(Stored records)
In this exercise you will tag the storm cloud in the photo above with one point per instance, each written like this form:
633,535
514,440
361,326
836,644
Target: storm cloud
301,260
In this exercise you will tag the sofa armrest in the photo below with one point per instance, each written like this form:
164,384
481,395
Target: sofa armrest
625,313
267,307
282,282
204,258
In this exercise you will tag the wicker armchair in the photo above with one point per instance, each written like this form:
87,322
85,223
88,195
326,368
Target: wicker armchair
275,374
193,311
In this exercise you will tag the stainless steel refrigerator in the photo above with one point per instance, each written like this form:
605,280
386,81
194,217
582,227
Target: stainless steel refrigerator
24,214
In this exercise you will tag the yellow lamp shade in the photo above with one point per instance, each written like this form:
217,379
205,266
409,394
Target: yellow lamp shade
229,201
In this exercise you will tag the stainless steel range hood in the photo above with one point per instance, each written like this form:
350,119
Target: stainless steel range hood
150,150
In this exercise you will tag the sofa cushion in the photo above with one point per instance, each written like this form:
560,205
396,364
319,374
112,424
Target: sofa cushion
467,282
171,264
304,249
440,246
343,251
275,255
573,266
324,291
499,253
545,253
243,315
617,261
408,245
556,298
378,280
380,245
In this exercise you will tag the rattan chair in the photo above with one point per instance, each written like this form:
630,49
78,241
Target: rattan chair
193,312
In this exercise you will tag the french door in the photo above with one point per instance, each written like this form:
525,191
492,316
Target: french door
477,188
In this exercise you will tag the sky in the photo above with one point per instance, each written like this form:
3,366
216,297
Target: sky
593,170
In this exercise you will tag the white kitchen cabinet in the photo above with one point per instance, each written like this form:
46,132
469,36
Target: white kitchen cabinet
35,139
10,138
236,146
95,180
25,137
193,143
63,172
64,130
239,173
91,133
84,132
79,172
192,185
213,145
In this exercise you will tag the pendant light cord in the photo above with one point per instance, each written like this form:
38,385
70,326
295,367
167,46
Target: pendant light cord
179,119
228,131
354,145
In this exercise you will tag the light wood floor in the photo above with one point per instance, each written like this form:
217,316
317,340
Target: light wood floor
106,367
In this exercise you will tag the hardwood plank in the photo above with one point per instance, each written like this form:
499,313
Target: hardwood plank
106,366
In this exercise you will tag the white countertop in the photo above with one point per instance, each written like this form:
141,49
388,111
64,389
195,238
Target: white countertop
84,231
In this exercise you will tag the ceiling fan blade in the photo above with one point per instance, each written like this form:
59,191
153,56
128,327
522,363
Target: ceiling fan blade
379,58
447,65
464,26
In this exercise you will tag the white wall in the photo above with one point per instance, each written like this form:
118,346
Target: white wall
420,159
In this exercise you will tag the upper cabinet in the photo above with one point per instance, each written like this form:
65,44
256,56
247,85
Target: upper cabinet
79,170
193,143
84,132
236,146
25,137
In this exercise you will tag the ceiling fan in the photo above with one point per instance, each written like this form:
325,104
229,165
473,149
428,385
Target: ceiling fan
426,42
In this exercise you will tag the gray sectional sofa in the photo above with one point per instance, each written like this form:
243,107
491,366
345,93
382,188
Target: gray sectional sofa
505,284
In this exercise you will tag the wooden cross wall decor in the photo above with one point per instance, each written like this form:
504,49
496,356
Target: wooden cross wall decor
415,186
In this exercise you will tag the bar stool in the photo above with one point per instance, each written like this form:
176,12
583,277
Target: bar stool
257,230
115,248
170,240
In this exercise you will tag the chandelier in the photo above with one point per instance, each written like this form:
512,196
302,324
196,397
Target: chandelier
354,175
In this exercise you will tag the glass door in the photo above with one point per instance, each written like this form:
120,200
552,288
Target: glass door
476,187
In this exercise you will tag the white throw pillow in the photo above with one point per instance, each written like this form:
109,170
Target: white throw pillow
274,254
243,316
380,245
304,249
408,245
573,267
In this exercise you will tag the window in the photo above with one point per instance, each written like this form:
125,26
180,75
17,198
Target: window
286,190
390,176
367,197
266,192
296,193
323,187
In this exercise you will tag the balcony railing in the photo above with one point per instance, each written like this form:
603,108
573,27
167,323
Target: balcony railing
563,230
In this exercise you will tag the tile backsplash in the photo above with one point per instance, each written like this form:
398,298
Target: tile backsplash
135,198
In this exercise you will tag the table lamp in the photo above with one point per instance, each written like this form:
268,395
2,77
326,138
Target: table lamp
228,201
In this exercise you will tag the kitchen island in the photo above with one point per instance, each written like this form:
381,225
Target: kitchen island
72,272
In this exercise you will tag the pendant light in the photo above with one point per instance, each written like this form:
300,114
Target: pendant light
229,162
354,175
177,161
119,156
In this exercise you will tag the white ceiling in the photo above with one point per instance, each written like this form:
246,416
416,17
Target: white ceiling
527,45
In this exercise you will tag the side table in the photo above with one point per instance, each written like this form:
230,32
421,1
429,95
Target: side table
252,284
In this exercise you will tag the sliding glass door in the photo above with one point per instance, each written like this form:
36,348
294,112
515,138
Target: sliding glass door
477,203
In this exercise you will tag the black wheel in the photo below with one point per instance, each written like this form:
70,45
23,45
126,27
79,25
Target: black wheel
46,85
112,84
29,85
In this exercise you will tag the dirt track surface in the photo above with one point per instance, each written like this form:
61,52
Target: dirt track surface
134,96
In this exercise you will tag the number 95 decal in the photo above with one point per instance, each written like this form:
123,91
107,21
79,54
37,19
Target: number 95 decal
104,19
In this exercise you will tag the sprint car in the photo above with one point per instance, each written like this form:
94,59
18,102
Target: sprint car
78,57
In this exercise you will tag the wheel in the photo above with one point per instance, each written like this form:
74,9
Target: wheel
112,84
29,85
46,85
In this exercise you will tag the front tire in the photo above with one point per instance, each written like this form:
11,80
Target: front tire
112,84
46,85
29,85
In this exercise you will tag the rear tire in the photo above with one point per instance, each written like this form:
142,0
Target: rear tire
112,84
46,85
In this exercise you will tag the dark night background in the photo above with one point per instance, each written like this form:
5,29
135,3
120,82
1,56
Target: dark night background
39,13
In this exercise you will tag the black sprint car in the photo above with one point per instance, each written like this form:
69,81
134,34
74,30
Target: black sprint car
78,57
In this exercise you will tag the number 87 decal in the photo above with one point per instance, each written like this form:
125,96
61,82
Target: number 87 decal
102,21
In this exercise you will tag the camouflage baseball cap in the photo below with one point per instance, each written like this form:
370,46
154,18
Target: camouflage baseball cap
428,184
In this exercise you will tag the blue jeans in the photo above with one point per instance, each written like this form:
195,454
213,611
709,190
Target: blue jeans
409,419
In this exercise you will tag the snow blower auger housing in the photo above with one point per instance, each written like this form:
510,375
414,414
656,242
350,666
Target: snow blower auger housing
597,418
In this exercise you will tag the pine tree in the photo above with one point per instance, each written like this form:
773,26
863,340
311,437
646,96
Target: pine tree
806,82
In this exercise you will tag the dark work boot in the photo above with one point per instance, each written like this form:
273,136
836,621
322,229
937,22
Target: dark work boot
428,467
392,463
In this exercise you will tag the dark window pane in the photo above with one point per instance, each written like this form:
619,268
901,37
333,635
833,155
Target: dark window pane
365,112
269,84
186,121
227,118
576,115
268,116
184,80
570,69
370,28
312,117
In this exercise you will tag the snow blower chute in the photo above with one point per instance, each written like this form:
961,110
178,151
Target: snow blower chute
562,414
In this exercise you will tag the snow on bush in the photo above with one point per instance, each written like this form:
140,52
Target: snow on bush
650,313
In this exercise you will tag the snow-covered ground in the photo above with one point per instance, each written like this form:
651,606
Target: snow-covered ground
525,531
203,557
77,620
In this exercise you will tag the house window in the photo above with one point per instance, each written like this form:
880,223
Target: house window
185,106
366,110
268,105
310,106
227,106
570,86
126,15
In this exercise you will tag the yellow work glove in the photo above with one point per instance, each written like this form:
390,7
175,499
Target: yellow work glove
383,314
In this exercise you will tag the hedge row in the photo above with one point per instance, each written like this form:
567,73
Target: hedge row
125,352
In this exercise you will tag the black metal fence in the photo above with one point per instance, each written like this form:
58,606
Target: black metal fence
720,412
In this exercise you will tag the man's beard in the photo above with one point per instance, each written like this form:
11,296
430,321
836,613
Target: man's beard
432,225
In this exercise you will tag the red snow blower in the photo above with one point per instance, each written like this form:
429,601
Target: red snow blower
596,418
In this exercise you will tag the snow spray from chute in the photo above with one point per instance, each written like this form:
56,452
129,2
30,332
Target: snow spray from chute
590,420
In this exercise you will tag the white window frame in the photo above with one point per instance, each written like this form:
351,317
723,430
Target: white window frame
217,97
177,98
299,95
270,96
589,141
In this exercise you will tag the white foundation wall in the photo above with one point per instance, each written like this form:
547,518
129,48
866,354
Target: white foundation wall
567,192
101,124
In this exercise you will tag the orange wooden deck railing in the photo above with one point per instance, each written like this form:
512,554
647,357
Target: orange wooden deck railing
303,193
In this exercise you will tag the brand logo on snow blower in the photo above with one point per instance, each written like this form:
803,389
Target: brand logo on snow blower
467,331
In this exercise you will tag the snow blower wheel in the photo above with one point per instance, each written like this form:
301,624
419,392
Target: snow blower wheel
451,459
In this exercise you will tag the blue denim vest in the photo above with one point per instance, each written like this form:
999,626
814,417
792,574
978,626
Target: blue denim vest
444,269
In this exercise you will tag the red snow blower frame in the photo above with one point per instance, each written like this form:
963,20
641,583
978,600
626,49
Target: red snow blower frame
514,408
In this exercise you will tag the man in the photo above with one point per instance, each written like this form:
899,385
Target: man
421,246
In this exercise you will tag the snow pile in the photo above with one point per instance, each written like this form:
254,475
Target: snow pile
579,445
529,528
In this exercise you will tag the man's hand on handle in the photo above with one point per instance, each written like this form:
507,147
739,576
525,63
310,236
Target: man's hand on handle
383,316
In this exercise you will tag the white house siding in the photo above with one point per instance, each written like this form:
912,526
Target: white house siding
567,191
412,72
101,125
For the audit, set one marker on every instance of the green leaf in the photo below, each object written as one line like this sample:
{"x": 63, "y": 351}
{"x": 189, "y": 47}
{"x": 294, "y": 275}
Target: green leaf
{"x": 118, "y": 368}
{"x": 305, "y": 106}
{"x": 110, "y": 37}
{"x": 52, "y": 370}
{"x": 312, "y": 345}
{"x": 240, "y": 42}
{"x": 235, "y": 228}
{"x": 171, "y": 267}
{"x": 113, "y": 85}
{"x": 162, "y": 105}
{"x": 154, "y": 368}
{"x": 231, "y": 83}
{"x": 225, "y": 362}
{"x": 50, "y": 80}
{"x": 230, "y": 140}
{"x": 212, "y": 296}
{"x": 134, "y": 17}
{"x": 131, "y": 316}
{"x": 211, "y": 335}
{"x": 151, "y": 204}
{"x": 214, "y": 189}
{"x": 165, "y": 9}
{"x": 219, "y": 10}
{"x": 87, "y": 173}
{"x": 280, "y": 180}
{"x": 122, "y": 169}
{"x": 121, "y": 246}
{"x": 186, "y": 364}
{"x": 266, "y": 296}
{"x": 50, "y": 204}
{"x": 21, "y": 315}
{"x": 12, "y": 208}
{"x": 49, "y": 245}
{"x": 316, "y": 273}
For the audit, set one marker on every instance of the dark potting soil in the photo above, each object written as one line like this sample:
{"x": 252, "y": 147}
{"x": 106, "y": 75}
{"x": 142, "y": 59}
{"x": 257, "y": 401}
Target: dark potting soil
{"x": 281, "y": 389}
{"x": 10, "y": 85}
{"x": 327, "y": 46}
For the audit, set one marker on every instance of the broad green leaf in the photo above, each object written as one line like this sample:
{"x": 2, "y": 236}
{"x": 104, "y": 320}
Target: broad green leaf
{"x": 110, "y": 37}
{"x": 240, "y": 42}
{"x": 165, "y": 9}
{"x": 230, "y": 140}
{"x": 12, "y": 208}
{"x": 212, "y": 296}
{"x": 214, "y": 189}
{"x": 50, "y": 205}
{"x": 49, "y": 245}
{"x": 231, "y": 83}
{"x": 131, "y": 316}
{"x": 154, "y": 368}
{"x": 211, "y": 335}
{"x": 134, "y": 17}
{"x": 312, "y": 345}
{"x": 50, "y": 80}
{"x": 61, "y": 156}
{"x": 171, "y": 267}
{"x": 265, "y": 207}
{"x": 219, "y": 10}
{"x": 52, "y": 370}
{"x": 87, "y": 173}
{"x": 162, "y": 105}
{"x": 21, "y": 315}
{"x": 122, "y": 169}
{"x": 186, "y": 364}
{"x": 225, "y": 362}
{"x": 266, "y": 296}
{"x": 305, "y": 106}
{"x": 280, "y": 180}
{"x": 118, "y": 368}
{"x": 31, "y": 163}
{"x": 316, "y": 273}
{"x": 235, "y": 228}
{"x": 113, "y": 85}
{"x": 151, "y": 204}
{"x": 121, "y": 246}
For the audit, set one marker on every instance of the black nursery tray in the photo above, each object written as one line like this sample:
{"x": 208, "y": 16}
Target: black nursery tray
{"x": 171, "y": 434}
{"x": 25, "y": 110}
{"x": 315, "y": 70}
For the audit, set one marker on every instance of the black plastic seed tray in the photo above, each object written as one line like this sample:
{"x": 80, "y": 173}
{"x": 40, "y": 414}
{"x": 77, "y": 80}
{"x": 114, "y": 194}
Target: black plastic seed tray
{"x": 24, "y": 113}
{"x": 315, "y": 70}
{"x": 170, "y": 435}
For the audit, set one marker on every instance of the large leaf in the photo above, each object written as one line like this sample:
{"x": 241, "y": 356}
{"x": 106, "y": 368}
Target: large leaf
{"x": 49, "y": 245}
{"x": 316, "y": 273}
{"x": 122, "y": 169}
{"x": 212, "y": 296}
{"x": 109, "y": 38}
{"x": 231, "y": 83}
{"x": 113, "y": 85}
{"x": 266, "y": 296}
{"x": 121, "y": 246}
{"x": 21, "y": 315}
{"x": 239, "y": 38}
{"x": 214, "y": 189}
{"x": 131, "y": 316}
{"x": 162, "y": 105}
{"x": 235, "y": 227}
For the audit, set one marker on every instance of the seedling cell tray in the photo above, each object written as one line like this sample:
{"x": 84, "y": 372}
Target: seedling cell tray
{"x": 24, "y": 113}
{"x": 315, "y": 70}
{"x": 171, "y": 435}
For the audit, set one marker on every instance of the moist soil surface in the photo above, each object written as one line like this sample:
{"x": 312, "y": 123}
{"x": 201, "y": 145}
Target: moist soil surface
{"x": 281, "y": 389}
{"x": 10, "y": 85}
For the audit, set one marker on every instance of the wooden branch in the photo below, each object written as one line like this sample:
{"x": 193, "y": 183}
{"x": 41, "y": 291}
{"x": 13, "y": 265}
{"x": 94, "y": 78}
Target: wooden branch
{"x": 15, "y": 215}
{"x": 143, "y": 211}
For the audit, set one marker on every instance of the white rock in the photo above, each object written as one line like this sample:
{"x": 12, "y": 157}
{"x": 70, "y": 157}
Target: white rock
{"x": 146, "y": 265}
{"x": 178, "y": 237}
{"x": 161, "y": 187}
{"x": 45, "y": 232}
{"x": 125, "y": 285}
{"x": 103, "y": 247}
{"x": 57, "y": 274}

- _Problem statement_
The expected answer is a copy of each line in the records that holds the word "below".

- _Task output_
In this exercise you will tag the sofa armrest in the photo below with one point per instance, each written like this form:
In this exercise you will tag the black wheel in the photo below with one point per instance, each written like this form:
In this exercise you will tag the camouflage baseball cap in the photo below with one point per instance, each written like this form:
For the audit, set one marker on every instance of the green leaf in the photo below, each object written as one line like this sample:
For the audit, set one marker on every instance of the wooden branch in the photo below, each object written as one line like this sample:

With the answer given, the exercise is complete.